(Excerpts from point annotation data)
**********
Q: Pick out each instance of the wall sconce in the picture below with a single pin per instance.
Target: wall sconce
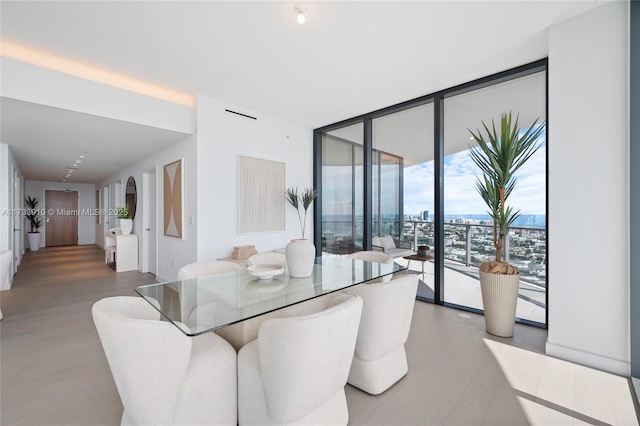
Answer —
(301, 10)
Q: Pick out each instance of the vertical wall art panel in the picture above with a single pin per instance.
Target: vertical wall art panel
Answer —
(173, 199)
(261, 186)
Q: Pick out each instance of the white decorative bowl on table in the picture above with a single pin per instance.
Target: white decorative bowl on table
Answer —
(266, 271)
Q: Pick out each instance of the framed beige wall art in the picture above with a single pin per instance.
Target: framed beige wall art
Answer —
(261, 186)
(172, 195)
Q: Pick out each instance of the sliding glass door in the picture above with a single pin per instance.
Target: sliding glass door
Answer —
(404, 174)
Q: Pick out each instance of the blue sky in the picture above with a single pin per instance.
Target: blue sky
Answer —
(460, 195)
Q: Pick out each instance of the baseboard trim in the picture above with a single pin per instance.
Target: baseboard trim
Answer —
(600, 362)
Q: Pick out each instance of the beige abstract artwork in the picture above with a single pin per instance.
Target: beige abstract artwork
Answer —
(172, 185)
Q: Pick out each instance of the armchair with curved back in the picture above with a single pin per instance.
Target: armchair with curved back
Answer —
(164, 377)
(380, 359)
(295, 372)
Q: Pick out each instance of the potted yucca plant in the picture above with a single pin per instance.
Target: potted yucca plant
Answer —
(499, 156)
(300, 253)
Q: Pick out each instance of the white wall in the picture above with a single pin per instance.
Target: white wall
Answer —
(222, 137)
(589, 189)
(46, 87)
(5, 186)
(11, 192)
(86, 201)
(173, 253)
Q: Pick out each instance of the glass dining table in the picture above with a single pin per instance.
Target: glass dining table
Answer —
(215, 302)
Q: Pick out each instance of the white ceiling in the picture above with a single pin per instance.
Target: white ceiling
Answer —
(349, 58)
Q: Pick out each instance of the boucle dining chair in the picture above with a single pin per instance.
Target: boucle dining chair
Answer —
(372, 256)
(271, 258)
(295, 372)
(163, 376)
(380, 359)
(197, 269)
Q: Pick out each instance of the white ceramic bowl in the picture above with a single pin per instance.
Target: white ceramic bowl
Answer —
(266, 271)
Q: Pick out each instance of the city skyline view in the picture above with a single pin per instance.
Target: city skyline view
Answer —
(460, 194)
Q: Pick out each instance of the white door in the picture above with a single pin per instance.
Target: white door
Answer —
(16, 220)
(106, 218)
(149, 221)
(117, 201)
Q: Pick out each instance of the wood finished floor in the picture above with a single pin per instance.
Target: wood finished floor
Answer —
(53, 369)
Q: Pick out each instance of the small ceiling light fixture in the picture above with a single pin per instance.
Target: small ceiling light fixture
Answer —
(301, 10)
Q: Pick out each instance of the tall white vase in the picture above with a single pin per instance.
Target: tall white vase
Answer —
(126, 226)
(499, 298)
(301, 255)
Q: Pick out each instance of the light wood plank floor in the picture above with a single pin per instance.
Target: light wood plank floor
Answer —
(53, 369)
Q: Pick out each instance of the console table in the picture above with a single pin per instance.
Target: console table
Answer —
(126, 250)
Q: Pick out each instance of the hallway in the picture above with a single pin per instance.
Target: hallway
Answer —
(53, 367)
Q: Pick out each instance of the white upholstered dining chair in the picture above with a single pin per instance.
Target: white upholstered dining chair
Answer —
(372, 256)
(163, 376)
(197, 269)
(380, 359)
(295, 372)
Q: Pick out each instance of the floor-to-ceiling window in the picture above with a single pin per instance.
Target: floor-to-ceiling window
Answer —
(342, 190)
(403, 186)
(468, 227)
(405, 172)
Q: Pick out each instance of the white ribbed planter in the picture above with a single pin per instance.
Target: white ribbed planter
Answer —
(126, 226)
(34, 240)
(301, 255)
(499, 298)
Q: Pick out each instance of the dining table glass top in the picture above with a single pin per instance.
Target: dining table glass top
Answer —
(210, 302)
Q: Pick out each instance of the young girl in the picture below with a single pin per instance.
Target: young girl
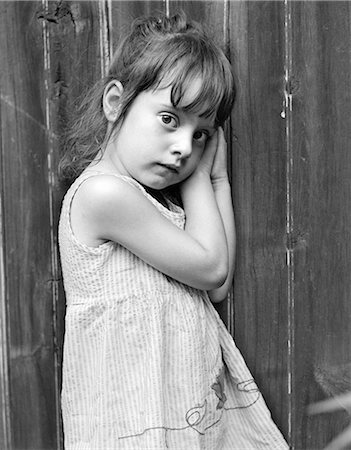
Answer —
(147, 241)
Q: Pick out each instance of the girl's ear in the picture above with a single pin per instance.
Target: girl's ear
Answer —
(111, 100)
**********
- [What is asked]:
Reproduce the whole listing above word for word, but not its pictures.

- [Answer to this task]:
Q: Pick out each instance of the wall sconce in the picture below with a single pin per instance.
Target: wall sconce
Answer —
(301, 10)
Q: Pick out each instance of the vertical wall art panel in the picture above with a single pin per instance.
Target: vertical wall art panel
Answer —
(173, 199)
(261, 186)
Q: Pick out each instance of the white decorative bowl on table in the picture above with a single pin per instance.
Target: white decorative bowl on table
Answer —
(266, 271)
Q: Pick out each instance of the framed beige wall art in the picture above with a single pin per instance.
Target: framed beige wall art
Answer —
(261, 186)
(172, 195)
Q: Pick out each instance of the sliding glass door in the picture above with a single pin per instance.
Target: sliding glass door
Answer —
(404, 174)
Q: Pick out each instance of the blue sky in the picture above with a single pin per instance.
Target: blue sky
Answer —
(460, 195)
Q: Pick out each instance of the baseboard trim in the picture above with a single pin per instance.
Target: baseboard trim
Answer —
(600, 362)
Q: Pick out each instance of the beige abstract artwork in the picture above with a single pin per instance.
Target: beige abstract artwork
Answer —
(172, 185)
Q: Pick out each instance of the armchair with curved back in the picture above with a single pin per instance.
Target: armchair with curved back
Answer —
(164, 377)
(380, 359)
(295, 372)
Q: Pick out each instance of the potted yucca plant in the picture above with a single pin per instance.
Target: potted yucca plant
Answer —
(499, 156)
(300, 253)
Q: Pick out each instance of the white wall in the picture above with a single pin per instance.
Target: white wall
Answer —
(222, 137)
(589, 189)
(46, 87)
(5, 186)
(11, 192)
(86, 201)
(173, 253)
Q: Pick out each instance of the glass dining table in the picture above with a single pin per instance.
Target: glass dining table
Answer —
(215, 302)
Q: Pick out each instance of the white ceiling in the picture above with a single pin per instance.
Target: white ceiling
Answer —
(349, 58)
Q: Pick out each instance of the boucle dining chair in the picture above with a single pin per instance.
Target: boucle dining chair
Answer —
(372, 256)
(271, 258)
(295, 372)
(163, 376)
(380, 359)
(197, 269)
Q: Pick out each instance of the white ceramic bowl in the picture above with a single pin per instance.
Target: white ceramic bowl
Answer —
(266, 271)
Q: Pick out each instance of the city skyline view in the picture above with a single pin per instance.
Target: city skyline view
Answer —
(460, 194)
Q: Pick out each instance of the white door in the picture above with a single pin per instance.
Target: white door
Answer —
(16, 220)
(106, 218)
(149, 221)
(117, 201)
Q: Pick out each instance of the wood finished floor in the picture above with a single pin per instance.
Target: wood finished floor
Answer —
(53, 369)
Q: Pick out each instance of the small ceiling light fixture in the picture above with a single pin per instance.
Target: small ceiling light fixture
Answer —
(301, 10)
Q: Pick out each instance of the tall white vase in the picture above with a single pin per instance.
Target: tall white vase
Answer —
(126, 226)
(499, 298)
(301, 255)
Q: Pick out each instance of the light wood plank floor in the picture above with a single pin per instance.
Target: light wood plank floor
Answer —
(53, 369)
Q: Pick out each instance of the console table in the picture above with a single pin per instance.
Target: console table
Answer —
(126, 250)
Q: Pick out each instance of the hallway in the picture above with a single pin per instance.
Target: hallway
Answer —
(53, 367)
Q: Pick out each instance of the white upholstered dining chair in the picture above with a single pin per instance.
Target: white upholstered dining chair
Answer —
(372, 256)
(163, 376)
(197, 269)
(380, 359)
(295, 372)
Q: Pick out each instance of the floor-to-ceiling window in the picture above with a single pin per instance.
Target: floor-to-ceiling window
Answer —
(342, 190)
(403, 186)
(468, 227)
(405, 172)
Q: Pick out each instance of the white ribbed planter in the picture above with a single pin per instance.
Target: white ribbed planter
Answer —
(126, 226)
(34, 240)
(301, 255)
(499, 298)
Q: Pick out each instance of the dining table glass top in the picture above with a single pin per instance.
Target: dining table glass top
Answer —
(210, 302)
Q: Pick out each instance of the young girl in the picture below with a single pin per instance.
Target: young girl
Answer —
(147, 241)
Q: Pick out each instance of the girl's ear in the picture above with a single pin per instance.
Target: girl's ear
Answer —
(111, 100)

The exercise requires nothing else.